- Document passage:

□ □ □ □ □ □ □

Scientific Understanding of Consciousness
Consciousness as an Emergent Property of Thalamocortical Activity

Hippocampus Hypothesized to Mediate Pattern Separation of Mnemonic Representations


Science 10 July 2009:  Vol. 325. no. 5937, pp. 210 - 213

A Functional Role for Adult Hippocampal Neurogenesis in Spatial Pattern Separation

C. D. Clelland,1,2 M. Choi,2 C. Romberg,3 G. D. Clemenson, Jr.,1 A. Fragniere,2 P. Tyers,2 S. Jessberger,4 L. M. Saksida,3,5 R. A. Barker,2,6 F. H. Gage,1 T. J. Bussey3,5

1 Laboratory of Genetics, Salk Institute for Biological Studies, La Jolla, CA 92037, USA.
2 Centre for Brain Repair, University of Cambridge, Cambridge CB2 2PY, UK.
3 Department of Experimental Psychology, University of Cambridge, Cambridge CB2 3EB, UK.
4 Institute of Cell Biology, Department of Biology, ETH Zurich, Zurich, Switzerland.
5 Medical Research Council and Wellcome Trust Behavioral and Clinical Neuroscience Institute, University of Cambridge, Cambridge CB2 3EB, UK.
6 Department of Neurology, Addenbrooke’s Hospital, Cambridge CB2 2QQ, UK.


The dentate gyrus (DG) of the mammalian hippocampus is hypothesized to mediate pattern separation—the formation of distinct and orthogonal representations of mnemonic information—and also undergoes neurogenesis throughout life. How neurogenesis contributes to hippocampal function is largely unknown. Using adult mice in which hippocampal neurogenesis was ablated, we found specific impairments in spatial discrimination with two behavioral assays: (i) a spatial navigation radial arm maze task and (ii) a spatial, but non-navigable, task in the mouse touch screen. Mice with ablated neurogenesis were impaired when stimuli were presented with little spatial separation, but not when stimuli were more widely separated in space. Thus, newborn neurons may be necessary for normal pattern separation function in the DG of adult mice.

□ □ □ □ □ □ □

- Entries provided:
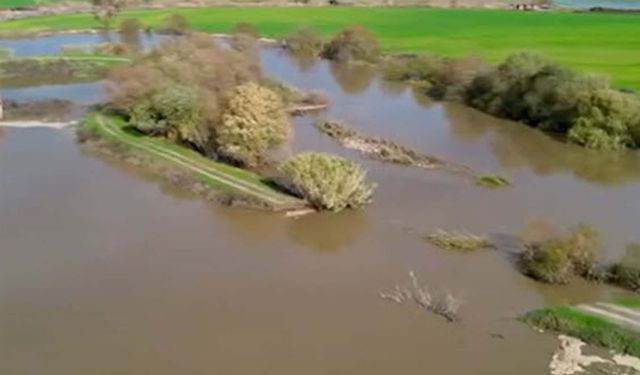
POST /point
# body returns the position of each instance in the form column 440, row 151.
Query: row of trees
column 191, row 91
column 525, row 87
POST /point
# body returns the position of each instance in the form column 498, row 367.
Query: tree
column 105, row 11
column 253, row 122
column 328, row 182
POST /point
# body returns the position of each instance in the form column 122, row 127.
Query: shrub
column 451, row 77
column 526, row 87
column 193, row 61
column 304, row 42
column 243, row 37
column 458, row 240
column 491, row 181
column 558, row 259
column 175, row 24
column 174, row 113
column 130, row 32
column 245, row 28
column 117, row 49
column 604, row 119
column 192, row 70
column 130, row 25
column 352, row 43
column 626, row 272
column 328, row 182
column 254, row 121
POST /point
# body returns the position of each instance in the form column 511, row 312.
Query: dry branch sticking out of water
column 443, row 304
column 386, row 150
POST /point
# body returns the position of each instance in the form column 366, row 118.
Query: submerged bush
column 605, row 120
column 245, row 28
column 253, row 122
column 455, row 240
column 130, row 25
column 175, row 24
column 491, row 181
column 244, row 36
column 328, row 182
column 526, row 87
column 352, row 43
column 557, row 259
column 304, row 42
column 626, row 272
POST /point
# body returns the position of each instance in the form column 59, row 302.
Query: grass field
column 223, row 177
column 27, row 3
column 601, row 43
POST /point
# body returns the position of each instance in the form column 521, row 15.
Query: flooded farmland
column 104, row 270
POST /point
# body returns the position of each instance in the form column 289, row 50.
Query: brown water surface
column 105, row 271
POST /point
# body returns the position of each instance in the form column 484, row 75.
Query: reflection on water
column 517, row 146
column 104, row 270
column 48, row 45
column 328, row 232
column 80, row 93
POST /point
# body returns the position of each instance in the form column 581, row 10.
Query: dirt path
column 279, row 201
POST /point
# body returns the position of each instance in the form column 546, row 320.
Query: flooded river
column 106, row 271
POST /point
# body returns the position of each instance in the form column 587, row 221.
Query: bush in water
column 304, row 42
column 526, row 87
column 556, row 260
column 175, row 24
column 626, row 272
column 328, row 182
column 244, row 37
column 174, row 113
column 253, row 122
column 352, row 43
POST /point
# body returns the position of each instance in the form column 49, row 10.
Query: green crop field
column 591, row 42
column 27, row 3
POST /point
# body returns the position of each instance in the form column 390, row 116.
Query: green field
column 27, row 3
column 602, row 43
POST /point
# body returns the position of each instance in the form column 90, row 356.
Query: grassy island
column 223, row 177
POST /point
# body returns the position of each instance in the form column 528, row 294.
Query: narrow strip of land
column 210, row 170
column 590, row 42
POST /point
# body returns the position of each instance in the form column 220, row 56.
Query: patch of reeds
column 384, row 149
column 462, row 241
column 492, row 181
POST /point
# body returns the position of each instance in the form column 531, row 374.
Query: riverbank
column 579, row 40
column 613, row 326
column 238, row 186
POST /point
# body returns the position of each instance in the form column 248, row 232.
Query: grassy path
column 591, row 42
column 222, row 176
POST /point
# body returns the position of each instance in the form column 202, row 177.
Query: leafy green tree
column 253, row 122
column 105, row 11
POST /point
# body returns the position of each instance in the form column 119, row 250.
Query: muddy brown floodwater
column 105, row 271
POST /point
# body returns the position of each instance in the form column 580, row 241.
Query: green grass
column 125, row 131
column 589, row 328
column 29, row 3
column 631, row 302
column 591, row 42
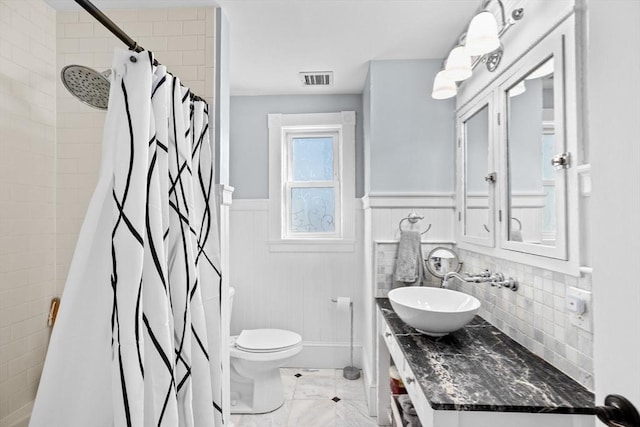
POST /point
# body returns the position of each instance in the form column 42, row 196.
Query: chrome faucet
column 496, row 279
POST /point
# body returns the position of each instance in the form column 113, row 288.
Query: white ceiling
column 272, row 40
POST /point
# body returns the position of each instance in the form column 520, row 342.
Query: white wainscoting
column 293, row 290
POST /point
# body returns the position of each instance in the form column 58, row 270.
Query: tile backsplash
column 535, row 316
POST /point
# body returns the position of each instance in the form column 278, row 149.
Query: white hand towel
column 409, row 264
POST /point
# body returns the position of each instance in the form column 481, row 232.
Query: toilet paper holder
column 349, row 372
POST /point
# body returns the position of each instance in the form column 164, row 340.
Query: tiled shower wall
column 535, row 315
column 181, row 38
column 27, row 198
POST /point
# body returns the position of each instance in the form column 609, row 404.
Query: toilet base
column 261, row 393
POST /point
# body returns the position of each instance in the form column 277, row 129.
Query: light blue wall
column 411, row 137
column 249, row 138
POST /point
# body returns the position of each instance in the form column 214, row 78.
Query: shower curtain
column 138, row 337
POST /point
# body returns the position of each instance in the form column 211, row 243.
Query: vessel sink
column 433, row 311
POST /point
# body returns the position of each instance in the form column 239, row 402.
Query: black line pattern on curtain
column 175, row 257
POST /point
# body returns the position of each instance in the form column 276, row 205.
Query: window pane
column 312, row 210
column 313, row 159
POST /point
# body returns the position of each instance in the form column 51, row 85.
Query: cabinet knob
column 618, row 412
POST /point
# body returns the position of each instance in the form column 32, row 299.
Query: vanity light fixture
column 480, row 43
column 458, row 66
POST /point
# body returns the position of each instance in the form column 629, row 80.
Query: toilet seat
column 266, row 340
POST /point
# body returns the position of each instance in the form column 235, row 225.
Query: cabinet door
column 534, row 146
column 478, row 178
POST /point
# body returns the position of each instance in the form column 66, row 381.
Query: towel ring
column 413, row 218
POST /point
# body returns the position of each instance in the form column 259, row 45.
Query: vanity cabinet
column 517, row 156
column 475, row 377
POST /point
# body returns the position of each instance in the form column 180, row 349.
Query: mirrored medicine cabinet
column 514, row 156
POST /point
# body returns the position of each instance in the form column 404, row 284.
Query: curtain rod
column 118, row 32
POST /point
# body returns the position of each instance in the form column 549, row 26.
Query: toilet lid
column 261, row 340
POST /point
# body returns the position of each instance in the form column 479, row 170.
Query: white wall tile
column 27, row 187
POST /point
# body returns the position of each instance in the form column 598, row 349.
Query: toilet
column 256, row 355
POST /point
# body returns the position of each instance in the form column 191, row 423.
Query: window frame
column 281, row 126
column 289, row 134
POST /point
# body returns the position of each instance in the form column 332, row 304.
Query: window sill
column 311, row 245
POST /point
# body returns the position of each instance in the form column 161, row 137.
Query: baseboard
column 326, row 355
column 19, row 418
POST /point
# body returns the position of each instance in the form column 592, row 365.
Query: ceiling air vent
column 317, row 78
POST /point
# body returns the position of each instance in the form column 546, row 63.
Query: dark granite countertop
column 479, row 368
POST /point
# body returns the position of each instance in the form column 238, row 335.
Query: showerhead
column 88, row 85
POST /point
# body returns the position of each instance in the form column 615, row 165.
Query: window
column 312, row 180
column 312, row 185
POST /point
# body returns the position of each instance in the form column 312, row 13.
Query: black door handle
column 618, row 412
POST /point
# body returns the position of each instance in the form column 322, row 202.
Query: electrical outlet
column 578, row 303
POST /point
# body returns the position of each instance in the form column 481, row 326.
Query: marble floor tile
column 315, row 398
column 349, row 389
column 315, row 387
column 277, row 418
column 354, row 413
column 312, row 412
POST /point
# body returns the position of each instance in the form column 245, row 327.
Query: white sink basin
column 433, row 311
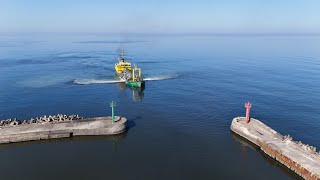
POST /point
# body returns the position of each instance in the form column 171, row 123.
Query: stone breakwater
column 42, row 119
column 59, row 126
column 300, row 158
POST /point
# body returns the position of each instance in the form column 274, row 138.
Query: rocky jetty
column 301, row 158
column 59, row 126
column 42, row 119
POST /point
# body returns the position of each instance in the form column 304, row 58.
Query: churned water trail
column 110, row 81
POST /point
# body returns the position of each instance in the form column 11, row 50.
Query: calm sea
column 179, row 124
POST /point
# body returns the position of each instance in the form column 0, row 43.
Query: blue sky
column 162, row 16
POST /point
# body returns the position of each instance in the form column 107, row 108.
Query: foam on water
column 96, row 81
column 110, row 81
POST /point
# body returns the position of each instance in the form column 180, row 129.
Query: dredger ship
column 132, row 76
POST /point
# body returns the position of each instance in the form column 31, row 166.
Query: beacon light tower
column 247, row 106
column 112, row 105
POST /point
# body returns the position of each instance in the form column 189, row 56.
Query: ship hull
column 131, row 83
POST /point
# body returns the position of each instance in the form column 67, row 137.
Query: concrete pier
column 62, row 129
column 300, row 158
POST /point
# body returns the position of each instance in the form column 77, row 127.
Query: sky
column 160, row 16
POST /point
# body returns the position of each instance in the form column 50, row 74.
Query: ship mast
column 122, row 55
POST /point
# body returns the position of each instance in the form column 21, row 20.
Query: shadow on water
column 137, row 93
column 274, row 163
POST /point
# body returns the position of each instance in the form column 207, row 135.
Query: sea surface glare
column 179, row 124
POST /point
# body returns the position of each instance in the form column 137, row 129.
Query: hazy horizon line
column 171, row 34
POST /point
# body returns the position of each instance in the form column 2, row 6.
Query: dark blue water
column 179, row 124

□ □ □ □ □ □ □

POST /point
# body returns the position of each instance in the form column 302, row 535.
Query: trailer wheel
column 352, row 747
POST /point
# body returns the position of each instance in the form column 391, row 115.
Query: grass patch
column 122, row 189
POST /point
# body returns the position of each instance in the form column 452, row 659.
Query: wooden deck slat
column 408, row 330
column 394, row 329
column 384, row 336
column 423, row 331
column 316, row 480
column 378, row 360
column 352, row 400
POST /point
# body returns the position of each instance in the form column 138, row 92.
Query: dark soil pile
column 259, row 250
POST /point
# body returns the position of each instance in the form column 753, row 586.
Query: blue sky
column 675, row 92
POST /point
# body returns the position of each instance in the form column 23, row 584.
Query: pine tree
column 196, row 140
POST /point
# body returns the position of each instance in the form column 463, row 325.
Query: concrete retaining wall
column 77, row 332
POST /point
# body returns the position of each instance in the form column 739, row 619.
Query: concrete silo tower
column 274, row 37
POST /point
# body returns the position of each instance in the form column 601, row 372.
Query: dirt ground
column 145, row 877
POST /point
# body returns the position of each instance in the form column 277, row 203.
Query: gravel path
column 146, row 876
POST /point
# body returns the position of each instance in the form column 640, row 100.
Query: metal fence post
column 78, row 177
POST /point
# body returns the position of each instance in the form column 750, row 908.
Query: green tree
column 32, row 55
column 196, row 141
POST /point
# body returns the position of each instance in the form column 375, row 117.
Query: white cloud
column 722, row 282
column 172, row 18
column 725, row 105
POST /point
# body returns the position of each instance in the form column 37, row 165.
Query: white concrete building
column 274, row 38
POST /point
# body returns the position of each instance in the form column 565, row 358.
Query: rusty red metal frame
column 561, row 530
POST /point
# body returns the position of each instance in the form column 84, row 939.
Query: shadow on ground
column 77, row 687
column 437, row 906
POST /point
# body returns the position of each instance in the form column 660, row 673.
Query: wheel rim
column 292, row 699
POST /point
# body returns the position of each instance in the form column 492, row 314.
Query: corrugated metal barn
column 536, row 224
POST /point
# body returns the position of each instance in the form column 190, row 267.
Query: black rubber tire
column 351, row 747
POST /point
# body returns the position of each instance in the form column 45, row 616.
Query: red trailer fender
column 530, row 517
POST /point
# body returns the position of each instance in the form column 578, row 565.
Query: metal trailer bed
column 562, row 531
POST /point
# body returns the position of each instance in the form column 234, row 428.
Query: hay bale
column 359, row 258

□ □ □ □ □ □ □

- What to produce:
Revise the article page's passage starting with "2 Centre for" and going on through "Institute, University of Cambridge, Cambridge CB2 3EB, UK.", putting "Cambridge University" wherever "University of Cambridge" appears.

- Response below:
2 Centre for Brain Repair, Cambridge University, Cambridge CB2 2PY, UK.
3 Department of Experimental Psychology, Cambridge University, Cambridge CB2 3EB, UK.
4 Institute of Cell Biology, Department of Biology, ETH Zurich, Zurich, Switzerland.
5 Medical Research Council and Wellcome Trust Behavioral and Clinical Neuroscience Institute, Cambridge University, Cambridge CB2 3EB, UK.